Description of the task » Return each line of the material that contains the string "clicks", treating uppercase and lowercase letters as different.

Listed records »
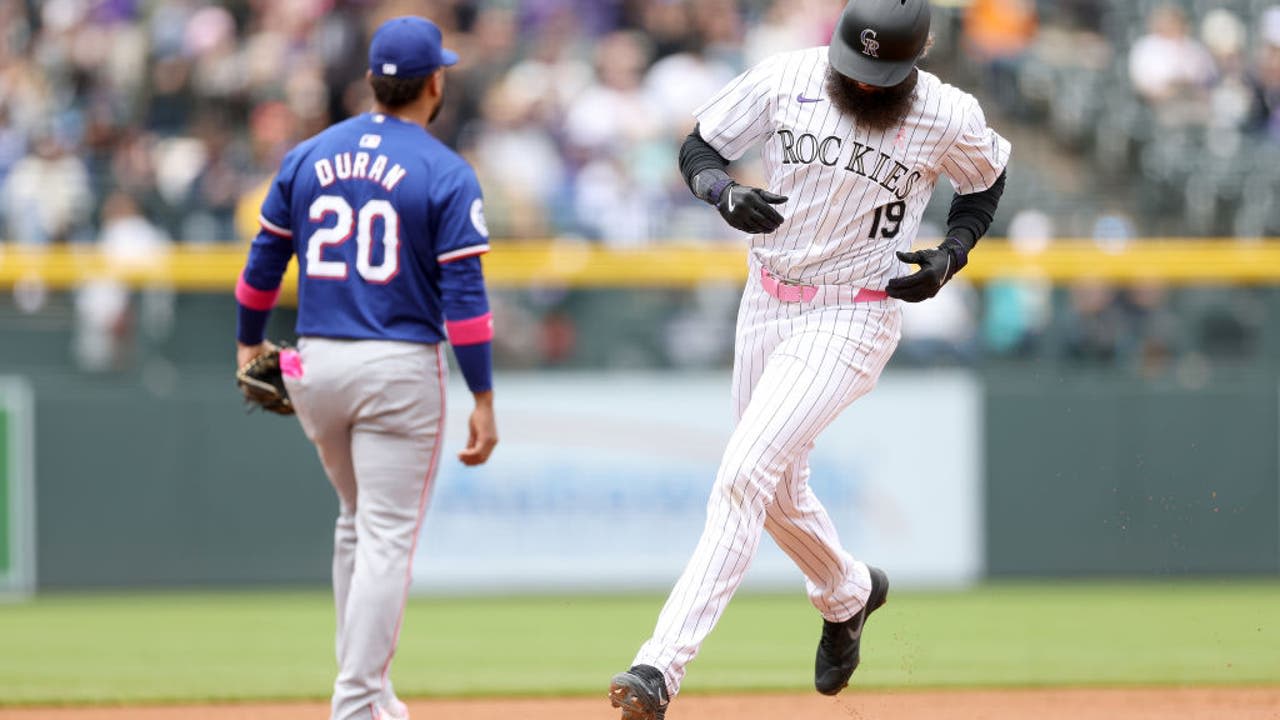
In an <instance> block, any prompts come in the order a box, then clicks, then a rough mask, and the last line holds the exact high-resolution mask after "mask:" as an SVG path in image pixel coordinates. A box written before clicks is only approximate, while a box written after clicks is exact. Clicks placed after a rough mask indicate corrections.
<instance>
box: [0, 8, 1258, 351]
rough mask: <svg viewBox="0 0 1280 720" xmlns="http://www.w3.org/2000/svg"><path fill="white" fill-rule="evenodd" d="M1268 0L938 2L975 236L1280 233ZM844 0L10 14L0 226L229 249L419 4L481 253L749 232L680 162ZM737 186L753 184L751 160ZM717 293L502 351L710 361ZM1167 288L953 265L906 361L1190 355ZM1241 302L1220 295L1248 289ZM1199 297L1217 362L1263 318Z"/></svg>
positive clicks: (829, 30) (349, 112)
mask: <svg viewBox="0 0 1280 720" xmlns="http://www.w3.org/2000/svg"><path fill="white" fill-rule="evenodd" d="M1275 1H1276V0H1220V1H1210V0H1174V1H1165V0H968V1H948V3H937V4H936V5H934V24H933V31H934V36H936V44H934V47H933V50H932V51H931V56H929V59H927V61H925V67H927V68H929V69H931V70H933V72H937V73H938V74H941V76H942V77H943V79H947V81H951V82H955V83H957V85H961V86H963V87H965V88H968V90H972V91H974V92H975V94H977V95H978V96H979V97H980V99H982V100H983V102H984V106H986V108H987V110H988V115H989V119H991V122H992V124H995V126H996V127H997V128H998V129H1000V131H1001V132H1002V133H1005V135H1006V136H1010V137H1011V138H1012V140H1014V145H1015V154H1014V165H1012V168H1011V169H1010V176H1011V177H1014V178H1015V181H1014V182H1011V183H1010V187H1009V191H1007V192H1006V197H1005V201H1004V202H1002V205H1001V211H1000V217H998V218H997V223H996V225H995V227H993V231H992V232H993V234H997V236H1005V237H1009V238H1010V240H1011V241H1012V242H1015V243H1019V245H1020V246H1025V247H1037V246H1042V245H1044V243H1047V242H1053V241H1055V240H1056V238H1061V237H1084V238H1094V240H1097V241H1098V242H1101V243H1106V245H1108V246H1119V245H1123V243H1125V242H1128V241H1129V240H1130V238H1132V237H1134V236H1188V234H1194V236H1234V237H1239V238H1257V237H1265V236H1274V234H1280V204H1276V202H1272V199H1274V197H1275V196H1276V192H1277V191H1280V5H1275ZM841 6H842V1H841V0H230V1H221V3H206V1H202V0H44V1H37V0H0V228H3V234H0V237H3V238H4V241H6V242H14V243H32V245H44V243H55V242H72V243H88V242H99V243H102V245H104V246H105V247H108V249H113V251H115V252H118V254H120V255H124V256H131V255H133V256H140V255H147V254H151V252H160V251H163V250H164V249H165V247H168V246H170V245H172V243H174V242H180V243H214V242H237V243H243V242H247V241H248V238H251V237H252V234H253V233H255V232H256V217H257V206H259V202H260V201H261V197H262V193H264V192H265V187H266V183H268V181H269V179H270V177H271V173H273V172H274V170H275V168H276V164H278V161H279V159H280V158H282V156H283V154H284V152H285V151H287V150H288V149H289V147H292V145H294V143H296V142H298V141H300V140H302V138H305V137H307V136H310V135H311V133H314V132H316V131H319V129H321V128H324V127H325V126H328V124H329V123H332V122H334V120H337V119H340V118H344V117H348V115H351V114H355V113H360V111H364V110H366V109H367V108H369V105H370V99H371V96H370V92H369V90H367V86H366V83H365V79H364V73H365V68H366V60H365V47H366V44H367V37H369V33H370V32H371V31H372V28H375V27H376V26H378V24H379V23H380V22H381V20H384V19H385V18H389V17H393V15H398V14H408V13H413V14H424V15H428V17H431V18H433V19H435V20H436V22H438V23H439V24H440V26H442V27H443V28H444V31H445V41H447V45H448V46H451V47H453V49H454V50H457V51H458V53H460V55H461V58H462V60H461V63H460V64H458V65H457V67H456V68H454V69H452V70H449V74H448V79H447V87H445V95H447V104H445V108H444V111H443V114H442V115H440V118H439V120H438V123H436V124H435V126H434V128H433V131H434V132H435V133H436V135H438V136H440V137H442V138H444V140H445V141H447V142H449V143H451V145H453V146H454V147H457V149H458V150H460V151H461V152H463V154H465V155H466V156H467V158H468V159H470V160H471V161H472V164H474V165H475V167H476V169H477V173H479V174H480V179H481V184H483V186H484V190H485V193H486V214H488V220H489V227H490V229H492V231H493V233H494V236H495V237H498V238H502V241H507V242H515V241H520V240H525V238H571V240H580V241H585V242H599V243H607V245H611V246H620V247H625V246H634V245H643V243H654V242H663V241H667V240H699V241H709V242H723V241H733V240H739V238H740V236H737V234H736V233H735V232H733V231H731V229H730V228H727V227H726V225H724V224H723V223H722V222H721V220H719V218H718V217H717V215H716V213H712V211H708V209H707V208H705V206H701V205H700V204H699V202H696V201H695V200H694V199H692V197H691V196H690V193H689V191H687V188H686V187H685V186H684V182H682V181H681V178H680V176H678V173H677V172H676V169H675V165H676V161H675V158H676V149H677V147H678V143H680V141H681V140H682V137H684V136H685V135H686V133H687V132H689V129H690V127H691V124H692V119H691V117H690V113H691V110H692V109H694V108H696V106H698V105H699V104H700V102H701V101H704V100H705V99H707V97H709V96H710V95H712V94H713V92H714V91H716V90H717V88H718V87H721V86H722V85H723V83H724V82H727V81H728V79H731V78H732V77H733V76H735V74H736V73H739V72H741V70H742V69H744V68H746V67H749V65H750V64H753V63H755V61H758V60H760V59H762V58H764V56H765V55H768V54H772V53H776V51H782V50H790V49H797V47H805V46H813V45H822V44H826V41H827V40H828V37H829V33H831V28H832V27H833V24H835V19H836V18H837V15H838V13H840V9H841ZM739 173H741V174H744V176H746V177H751V176H753V174H754V173H758V168H755V167H753V164H751V163H750V161H746V163H745V164H744V167H742V168H741V169H740V170H739ZM948 190H950V187H947V186H946V183H945V182H943V183H942V191H941V192H940V193H938V197H936V200H934V202H933V204H931V206H929V210H928V213H927V217H925V219H927V224H925V227H924V228H923V229H922V234H920V237H922V240H924V238H928V237H933V236H936V234H937V233H938V232H940V228H941V227H942V225H943V223H945V215H946V205H947V202H946V191H948ZM961 278H963V275H961ZM100 290H101V288H100ZM95 292H96V291H95ZM119 292H120V291H119V290H116V291H114V295H111V293H108V292H105V291H101V292H99V295H96V296H95V295H92V292H86V293H83V295H82V297H83V300H82V304H83V306H84V307H86V310H84V314H86V315H93V316H96V315H104V316H106V320H95V322H93V323H96V324H93V323H91V325H92V327H102V325H104V323H105V324H106V325H110V324H111V318H113V316H115V315H118V314H119V313H122V311H124V310H120V309H119V307H124V306H122V305H120V302H119V300H118V297H119ZM735 292H736V291H735V290H733V288H728V290H717V288H705V290H701V291H696V292H692V293H689V295H687V296H682V297H680V299H677V300H675V301H671V302H666V301H664V300H662V299H658V300H655V299H653V297H650V299H648V300H637V301H636V302H634V304H632V307H635V309H636V313H635V315H636V322H637V323H644V322H649V323H658V329H657V332H655V333H653V336H652V337H649V336H646V337H645V338H644V343H646V345H645V348H643V350H636V351H635V352H630V351H627V350H625V348H626V338H622V343H621V345H609V347H616V348H620V347H621V350H618V352H622V354H623V355H625V356H623V357H613V356H600V357H590V359H586V360H584V357H585V355H586V354H588V350H584V348H582V347H580V346H577V345H576V338H577V337H581V336H585V334H588V332H589V329H590V328H591V327H593V325H591V323H593V320H591V313H593V309H591V307H593V302H591V301H590V296H589V295H588V296H584V295H575V293H571V292H554V291H545V290H544V291H538V292H530V293H527V295H526V296H521V297H507V299H503V297H499V304H506V309H507V310H506V311H507V313H509V316H511V318H512V319H513V320H516V319H518V320H521V322H518V323H517V322H512V323H508V327H511V328H512V336H515V337H517V338H518V337H520V336H521V333H522V332H524V333H527V332H532V331H527V329H520V328H538V329H536V337H534V338H527V337H526V338H524V340H517V341H513V345H512V346H511V347H508V348H507V357H508V360H511V361H512V363H515V364H527V365H538V366H543V365H554V364H561V363H564V364H573V363H579V364H622V365H625V364H653V363H654V357H657V363H658V364H672V365H705V364H714V363H723V361H726V359H727V357H730V356H731V355H730V352H731V350H730V348H731V341H732V314H733V309H735V305H733V300H732V295H733V293H735ZM1171 292H1172V291H1169V290H1166V288H1161V287H1157V286H1151V287H1144V288H1115V287H1105V286H1092V284H1091V286H1087V287H1085V286H1082V287H1071V288H1052V287H1048V286H1038V284H1034V283H992V284H988V286H986V287H983V288H974V287H970V286H966V284H965V283H964V282H963V279H961V281H959V282H956V283H954V286H952V287H950V288H948V291H947V292H945V293H942V296H940V299H938V300H936V301H933V302H931V304H925V305H928V309H924V306H922V307H920V309H919V310H916V311H915V313H914V314H913V316H909V318H908V332H906V338H908V340H906V341H905V342H904V346H902V352H901V361H904V363H934V361H938V360H940V359H945V360H946V361H957V363H968V361H972V360H974V359H975V357H978V356H980V355H1009V356H1014V357H1016V356H1021V355H1038V354H1043V352H1046V350H1044V347H1046V345H1051V346H1052V352H1053V354H1055V356H1060V357H1069V359H1075V360H1079V361H1084V363H1089V361H1102V363H1107V364H1116V363H1119V364H1126V365H1132V366H1138V368H1151V366H1160V365H1161V364H1162V363H1166V361H1167V359H1169V357H1174V356H1178V355H1179V354H1180V352H1181V348H1185V347H1188V346H1196V347H1198V346H1199V342H1201V341H1199V340H1197V338H1188V337H1187V333H1188V332H1190V331H1187V327H1185V324H1180V323H1178V322H1175V320H1174V314H1175V309H1179V310H1178V311H1183V310H1185V309H1187V307H1192V309H1196V307H1210V309H1211V310H1212V309H1215V307H1219V305H1221V302H1219V301H1217V300H1213V297H1216V296H1210V300H1203V301H1201V300H1197V297H1196V296H1188V295H1187V293H1180V295H1178V297H1175V299H1171ZM1239 296H1240V293H1234V295H1233V296H1231V297H1233V299H1231V300H1229V301H1226V302H1228V304H1229V305H1230V304H1235V302H1244V304H1248V302H1251V301H1249V300H1248V299H1245V300H1239ZM110 297H116V300H110ZM584 299H586V300H584ZM649 302H652V304H654V305H657V306H649V305H646V304H649ZM104 306H111V307H116V306H119V307H118V309H116V310H115V311H114V313H105V311H102V310H101V309H102V307H104ZM161 306H163V302H161ZM95 309H96V310H95ZM1215 311H1216V310H1215ZM1215 311H1211V313H1208V315H1207V316H1210V318H1219V316H1226V318H1229V319H1234V322H1235V323H1236V325H1235V327H1234V329H1233V328H1228V329H1225V331H1222V332H1224V333H1228V334H1230V333H1231V332H1234V333H1235V334H1234V336H1231V337H1233V338H1236V342H1235V346H1233V347H1244V348H1248V347H1251V345H1249V343H1251V342H1253V341H1251V340H1249V338H1251V337H1253V336H1251V334H1249V332H1252V331H1251V325H1249V322H1251V320H1242V319H1240V318H1251V316H1253V315H1251V314H1249V313H1251V310H1249V309H1248V307H1244V309H1240V307H1235V306H1231V307H1228V309H1226V310H1221V311H1220V313H1217V314H1215ZM1256 314H1257V313H1254V315H1256ZM160 316H164V313H163V311H161V313H160ZM525 320H527V323H526V322H525ZM599 325H600V327H599V328H598V329H599V331H600V332H608V329H611V328H620V327H623V323H618V322H617V320H616V318H614V319H613V320H611V322H600V323H599ZM708 325H712V327H713V328H714V329H716V332H714V333H707V332H705V329H707V327H708ZM1207 327H1210V328H1211V329H1212V328H1216V327H1217V325H1212V324H1210V325H1207ZM631 329H632V331H634V329H635V328H634V327H632V328H631ZM1196 332H1199V331H1196ZM1204 332H1210V331H1204ZM631 334H632V336H634V334H636V333H635V332H632V333H631ZM641 334H643V333H641ZM1210 334H1211V333H1210ZM1220 334H1221V333H1220ZM1213 337H1216V336H1213ZM1044 338H1052V341H1048V340H1044ZM1240 338H1244V340H1240ZM604 345H608V343H604ZM599 347H603V345H600V346H596V348H599ZM527 348H534V350H527ZM628 352H630V355H628ZM99 355H100V357H99V360H96V361H92V363H88V364H90V365H110V364H111V360H110V352H109V354H108V355H106V356H101V355H102V354H101V352H99ZM650 355H652V357H650ZM90 356H92V352H91V354H90Z"/></svg>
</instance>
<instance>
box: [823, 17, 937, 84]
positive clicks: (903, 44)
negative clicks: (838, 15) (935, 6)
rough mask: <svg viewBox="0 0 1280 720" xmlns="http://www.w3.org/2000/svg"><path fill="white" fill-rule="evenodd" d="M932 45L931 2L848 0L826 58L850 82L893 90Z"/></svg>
mask: <svg viewBox="0 0 1280 720" xmlns="http://www.w3.org/2000/svg"><path fill="white" fill-rule="evenodd" d="M928 40H929V1H928V0H849V4H847V5H845V12H844V13H841V14H840V22H838V23H837V24H836V32H835V33H832V36H831V47H829V49H828V51H827V58H828V61H829V63H831V67H832V68H836V72H837V73H840V74H842V76H845V77H850V78H854V79H856V81H858V82H865V83H867V85H876V86H879V87H891V86H895V85H897V83H900V82H902V81H904V79H906V76H908V74H910V72H911V68H914V67H915V61H916V60H918V59H919V58H920V54H922V53H924V46H925V45H927V44H928Z"/></svg>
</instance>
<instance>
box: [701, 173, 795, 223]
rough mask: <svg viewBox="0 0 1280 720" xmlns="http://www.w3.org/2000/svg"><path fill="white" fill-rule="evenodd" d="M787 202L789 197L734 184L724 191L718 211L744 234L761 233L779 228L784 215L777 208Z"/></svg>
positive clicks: (756, 188)
mask: <svg viewBox="0 0 1280 720" xmlns="http://www.w3.org/2000/svg"><path fill="white" fill-rule="evenodd" d="M786 201H787V199H786V196H782V195H774V193H772V192H769V191H768V190H760V188H758V187H749V186H745V184H737V183H732V184H730V186H728V187H726V188H724V190H723V192H721V196H719V201H717V202H716V209H717V210H719V211H721V217H722V218H724V222H726V223H728V224H731V225H733V227H735V228H737V229H740V231H742V232H748V233H751V234H759V233H767V232H773V231H776V229H778V225H781V224H782V215H781V214H778V211H777V210H774V209H773V206H774V205H778V204H781V202H786Z"/></svg>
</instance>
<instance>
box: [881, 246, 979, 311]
mask: <svg viewBox="0 0 1280 720" xmlns="http://www.w3.org/2000/svg"><path fill="white" fill-rule="evenodd" d="M897 259H899V260H901V261H904V263H911V264H915V265H919V266H920V269H919V270H916V272H914V273H911V274H910V275H902V277H900V278H893V279H891V281H888V284H887V286H884V292H887V293H888V296H890V297H896V299H899V300H905V301H908V302H919V301H922V300H928V299H931V297H933V296H934V295H937V293H938V291H940V290H942V286H945V284H946V283H947V281H950V279H951V278H952V277H955V274H956V273H957V272H960V268H964V266H965V264H966V263H968V260H969V254H968V251H965V249H964V246H961V245H960V241H957V240H955V238H950V237H948V238H947V240H945V241H942V245H940V246H937V247H929V249H927V250H916V251H913V252H902V251H899V254H897Z"/></svg>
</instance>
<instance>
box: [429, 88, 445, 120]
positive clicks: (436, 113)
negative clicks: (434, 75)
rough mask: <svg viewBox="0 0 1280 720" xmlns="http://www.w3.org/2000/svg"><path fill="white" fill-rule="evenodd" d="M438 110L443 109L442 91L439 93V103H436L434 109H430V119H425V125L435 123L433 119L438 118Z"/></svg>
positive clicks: (443, 101) (443, 94)
mask: <svg viewBox="0 0 1280 720" xmlns="http://www.w3.org/2000/svg"><path fill="white" fill-rule="evenodd" d="M440 108H444V92H443V91H442V92H440V101H439V102H436V104H435V108H433V109H431V117H430V118H428V119H426V124H431V123H434V122H435V118H438V117H439V115H440Z"/></svg>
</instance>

Exercise answer »
In an <instance> block, any prompts come in the order a box, then clicks, then a rough mask, and the last line holds the exact high-resolution mask after "mask:" as an SVG path in image pixel coordinates. A box written before clicks is only approximate, while a box written after clicks is exact. Clicks placed after a rough mask indicate corrections.
positive clicks: (829, 30) (349, 112)
positive clicks: (903, 44)
negative clicks: (838, 15) (935, 6)
positive clicks: (756, 188)
positive clicks: (436, 113)
negative clicks: (434, 75)
positive clicks: (443, 101) (443, 94)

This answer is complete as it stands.